The day is filled with other celebrations. There was a gathering, at the Math and Science Dept. building, for a breaking of bread and after to hand out gifts to the 25 Math and Science majors. Each received a very nice letter opener with the college logo on it. A blow up between students caused this party to break up early. Later that night there was a dinner for some of the students and faculty. People were very opinionated when it came to the Mayor and his positon of not supporting the funding of charter schools.

Finally, Sophie is able to meet up with Bruce, they get some ice cream and stroll across the campus, ending up at the fountain. They sit and compare notes on how the day went. As they were leaving they hear someone cry “help me”. A man comes into view and staggers into the fountain face first. Bruce pulls him out and Sophie wonders why he didn’t put the man on his back. That is hard to do with a blade in your back. The man turns out to be the Mayor!

Things to ponder: Why did the Mayor call out to Sophie? Why was he spending so much time at Zeeman Academy, one of the charter school? Will Sophie be able to add up the clues and find out whodunit?

This is a very fast read. It’s a real pager turner and the characters kept me reading to find out what was going to happen to them. I am a big fan of Camille Minichino and her Periodic Table Mystery series. I also enjoy the Margaret Grace series with miniatures. So finding yet another pen name for Camille Minichino is like getting an extra birthday. If you like your mysteries with an academic flavor, then A Function of Murder is the book for you.

Reviewed by Lori C. (dollycas)

#### Provided material:
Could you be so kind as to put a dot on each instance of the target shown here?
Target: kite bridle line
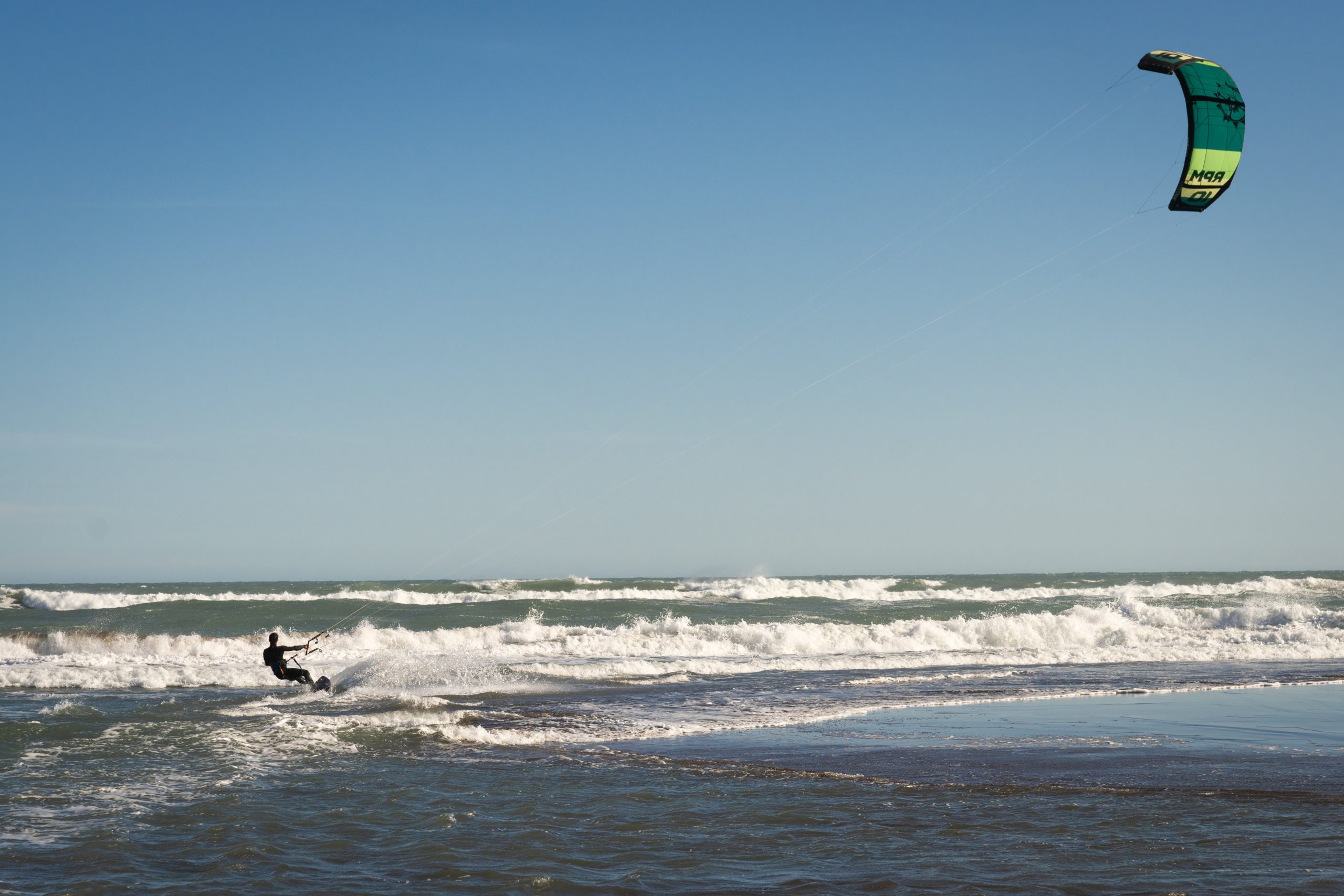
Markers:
(331, 632)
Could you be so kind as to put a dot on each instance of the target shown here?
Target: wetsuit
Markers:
(275, 657)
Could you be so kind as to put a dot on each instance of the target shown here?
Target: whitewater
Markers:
(737, 719)
(584, 660)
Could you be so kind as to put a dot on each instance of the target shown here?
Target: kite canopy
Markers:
(1217, 127)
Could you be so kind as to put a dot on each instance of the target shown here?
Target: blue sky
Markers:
(467, 291)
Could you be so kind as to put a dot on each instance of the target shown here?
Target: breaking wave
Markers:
(530, 653)
(741, 589)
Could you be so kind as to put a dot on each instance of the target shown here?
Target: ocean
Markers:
(1073, 734)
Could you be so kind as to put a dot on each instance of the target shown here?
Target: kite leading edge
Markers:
(1217, 117)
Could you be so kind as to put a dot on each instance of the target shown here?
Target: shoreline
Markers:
(1218, 739)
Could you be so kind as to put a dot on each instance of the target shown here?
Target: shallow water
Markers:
(757, 735)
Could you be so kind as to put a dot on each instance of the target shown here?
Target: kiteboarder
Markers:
(275, 657)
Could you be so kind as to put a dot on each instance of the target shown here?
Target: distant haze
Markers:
(483, 291)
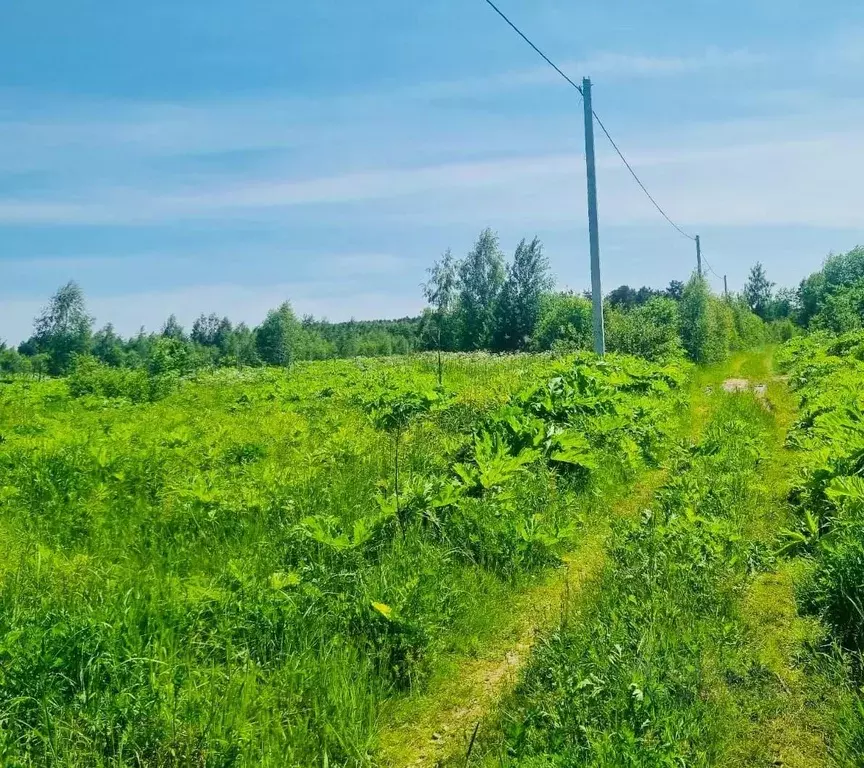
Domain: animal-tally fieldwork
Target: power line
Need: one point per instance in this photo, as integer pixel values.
(638, 180)
(543, 55)
(596, 117)
(710, 268)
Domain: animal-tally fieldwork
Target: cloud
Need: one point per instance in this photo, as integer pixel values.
(719, 179)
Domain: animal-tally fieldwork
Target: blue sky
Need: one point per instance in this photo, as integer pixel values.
(223, 156)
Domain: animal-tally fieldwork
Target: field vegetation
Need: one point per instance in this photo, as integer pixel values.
(256, 546)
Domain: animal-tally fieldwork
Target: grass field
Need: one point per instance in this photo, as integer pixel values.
(543, 561)
(252, 569)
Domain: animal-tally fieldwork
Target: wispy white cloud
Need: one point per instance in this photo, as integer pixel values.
(801, 178)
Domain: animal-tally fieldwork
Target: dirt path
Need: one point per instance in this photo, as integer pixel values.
(784, 701)
(440, 724)
(429, 729)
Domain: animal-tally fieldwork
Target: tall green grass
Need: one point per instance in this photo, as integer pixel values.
(640, 673)
(229, 574)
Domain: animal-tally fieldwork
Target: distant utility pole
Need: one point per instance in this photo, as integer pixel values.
(593, 226)
(698, 256)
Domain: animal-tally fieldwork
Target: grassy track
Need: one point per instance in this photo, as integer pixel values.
(687, 649)
(426, 729)
(252, 567)
(439, 724)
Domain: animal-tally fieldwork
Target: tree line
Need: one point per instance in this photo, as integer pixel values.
(482, 301)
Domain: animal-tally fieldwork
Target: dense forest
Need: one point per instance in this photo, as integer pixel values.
(480, 302)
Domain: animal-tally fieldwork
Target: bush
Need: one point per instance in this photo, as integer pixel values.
(565, 321)
(91, 377)
(649, 330)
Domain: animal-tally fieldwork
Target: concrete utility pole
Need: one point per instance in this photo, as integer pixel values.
(593, 226)
(698, 256)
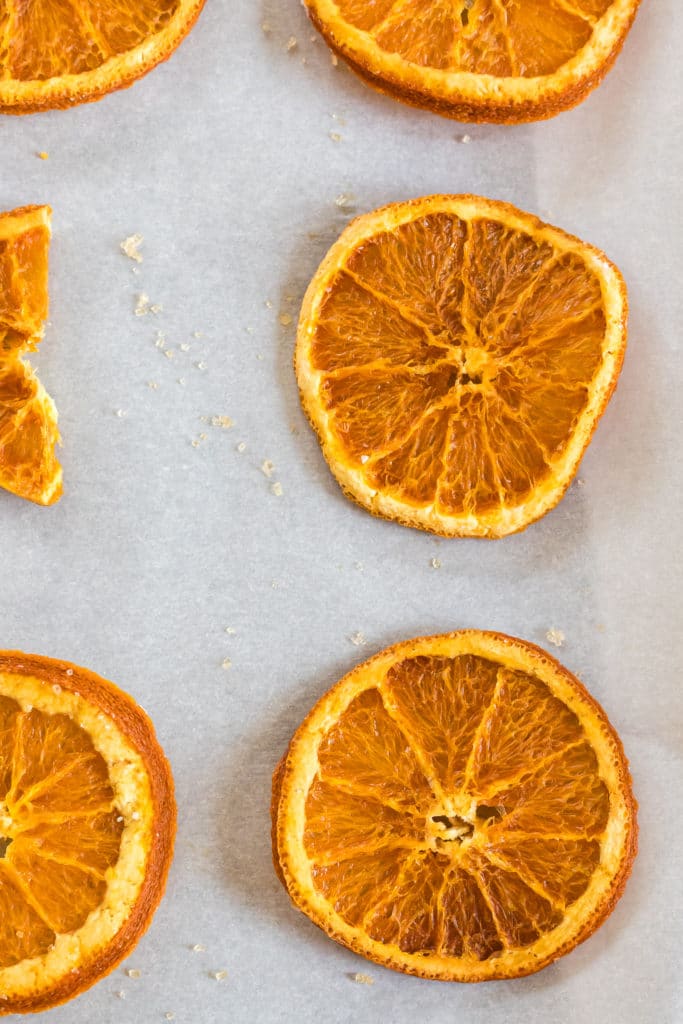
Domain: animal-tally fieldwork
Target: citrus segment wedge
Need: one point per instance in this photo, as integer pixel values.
(28, 417)
(482, 60)
(454, 355)
(87, 822)
(56, 53)
(503, 838)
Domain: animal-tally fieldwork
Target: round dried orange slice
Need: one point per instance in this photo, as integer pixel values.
(454, 355)
(485, 60)
(458, 807)
(87, 823)
(28, 417)
(56, 53)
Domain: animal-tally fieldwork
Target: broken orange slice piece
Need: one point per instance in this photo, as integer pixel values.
(28, 417)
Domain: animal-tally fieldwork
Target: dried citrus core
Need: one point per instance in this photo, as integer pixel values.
(58, 53)
(87, 820)
(457, 807)
(28, 417)
(506, 60)
(454, 354)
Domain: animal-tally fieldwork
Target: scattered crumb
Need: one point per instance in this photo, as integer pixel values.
(130, 246)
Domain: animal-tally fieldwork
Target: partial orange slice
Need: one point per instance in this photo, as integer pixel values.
(62, 52)
(496, 60)
(458, 807)
(87, 822)
(454, 355)
(28, 417)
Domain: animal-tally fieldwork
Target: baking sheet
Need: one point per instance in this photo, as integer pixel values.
(224, 162)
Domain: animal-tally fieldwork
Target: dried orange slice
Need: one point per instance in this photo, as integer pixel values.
(458, 807)
(495, 60)
(87, 822)
(61, 52)
(28, 417)
(455, 355)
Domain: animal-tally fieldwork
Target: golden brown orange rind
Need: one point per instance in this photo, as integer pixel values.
(466, 95)
(352, 474)
(36, 71)
(29, 431)
(142, 783)
(300, 767)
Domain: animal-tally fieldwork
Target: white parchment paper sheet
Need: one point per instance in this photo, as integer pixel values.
(223, 160)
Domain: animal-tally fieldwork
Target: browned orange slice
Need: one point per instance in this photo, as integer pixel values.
(455, 355)
(28, 417)
(458, 807)
(504, 60)
(61, 52)
(87, 822)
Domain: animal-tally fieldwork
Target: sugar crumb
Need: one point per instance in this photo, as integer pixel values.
(556, 637)
(130, 247)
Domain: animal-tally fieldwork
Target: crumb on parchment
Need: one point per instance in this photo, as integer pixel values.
(556, 637)
(130, 247)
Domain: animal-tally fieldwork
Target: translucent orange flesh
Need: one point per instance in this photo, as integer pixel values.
(457, 811)
(456, 358)
(28, 422)
(49, 38)
(59, 830)
(486, 37)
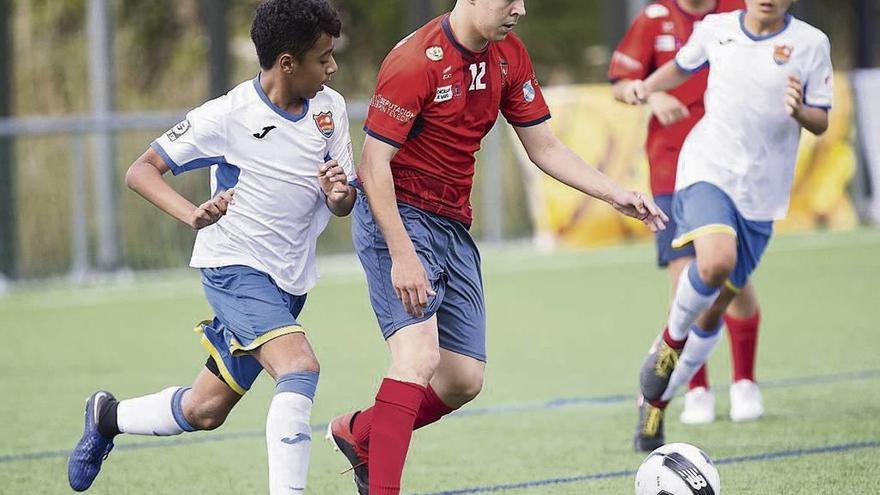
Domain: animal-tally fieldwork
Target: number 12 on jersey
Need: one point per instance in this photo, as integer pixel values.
(478, 72)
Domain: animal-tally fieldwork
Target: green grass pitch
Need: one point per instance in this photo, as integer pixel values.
(567, 333)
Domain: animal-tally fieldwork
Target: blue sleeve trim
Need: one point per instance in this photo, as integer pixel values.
(691, 71)
(382, 138)
(172, 165)
(190, 165)
(200, 163)
(530, 123)
(823, 107)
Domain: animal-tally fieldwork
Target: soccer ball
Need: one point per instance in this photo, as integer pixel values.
(677, 469)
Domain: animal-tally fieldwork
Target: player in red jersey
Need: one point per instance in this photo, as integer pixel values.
(439, 93)
(653, 39)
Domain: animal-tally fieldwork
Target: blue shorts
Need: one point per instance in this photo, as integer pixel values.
(665, 251)
(703, 208)
(249, 310)
(452, 263)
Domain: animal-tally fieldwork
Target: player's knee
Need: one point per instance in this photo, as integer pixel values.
(469, 387)
(417, 366)
(205, 417)
(717, 270)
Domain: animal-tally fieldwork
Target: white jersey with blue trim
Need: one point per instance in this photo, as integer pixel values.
(747, 143)
(271, 158)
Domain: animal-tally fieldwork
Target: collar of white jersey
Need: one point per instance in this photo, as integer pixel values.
(755, 37)
(289, 116)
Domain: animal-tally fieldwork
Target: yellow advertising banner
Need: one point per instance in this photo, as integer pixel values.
(611, 136)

#### Task list:
1. In the review of A Function of Murder, what did each of the 25 Math and Science majors receive as a gift?
2. Resume the review of A Function of Murder, picking up after its last line.

#### Answers for the exercise:
1. A very nice letter opener with the college logo on it.

2.
Math Professor Sophie Knowles is looking forward to some time off as this year’s class graduates, but things do not go as planned. The graduates are complaining about the mayor who gave the commencement address, one student is upset about her grade and vents on social media, and just when she is about to escape all of the drama to take a stroll with her helicopter pilot boyfriend things go horribly wrong. They are interrupted by the mayor himself as he falls into the fountain with a knife in his back. Sophie is shocked to find out the mayor was seeking her out for help before he was killed. Solving this murder in’t going to be easy but Sophie is ready to show her work as she tries delve into all the scandal and corruption that seems to connect to the mayor and find out how she fits into this criminal equation.

Dollycas’s Thoughts

Sophie is such a fun protagonist. She really doesn’t want to get all wrapped up in a murder investigation but she just can’t help herself. Her boyfriend does his best to keep her safe but they can’t be together 24/7. Thankfully she has a great relationship with Detective Virgil Mitchell. The killer really surprised me. I figured it out at the same time Sophie did. It was a puzzler with quite a suspenseful ending.

The subplot of the student that is unhappy with her grades was wonderful. I am sure teachers near and far deal with this problem. With social media the student can take their issue to the masses making resolution difficult especially when “friends” take the problem to a whole new level.

Ada Madison has written three marvelous main characters, surrounded them with a group of very interesting individuals in a setting ripe for mystery. Add it all together and A Function of Murder equals an absolutely impressive whodunit.

Reviewed by Jay Strafford

Unlike math, life never guarantees a logical answer. But that doesn't stop Professor Sophie Knowles of Henley College from trying to find one.

In "A Function of Murder" (276 pages, Berkley Prime Crime, $7.99), Ada Madison's third novel featuring Sophie, the popular math teacher faces numerous problems, chiefly the stabbing death of Edward Graves, the mayor of Henley, Mass. But that's not all: One of Sophie's students is battling with her over a disputed exam answer.

As Sophie investigates the murder, she learns that the mayor -- who died not long after giving Henley's commencement address -- was keenly interested in the goings-on at one of Henley's charter schools and the community's waste-collection contract, and that he had left resentment in his wake. But did his death result from his official life, his personal life or something else?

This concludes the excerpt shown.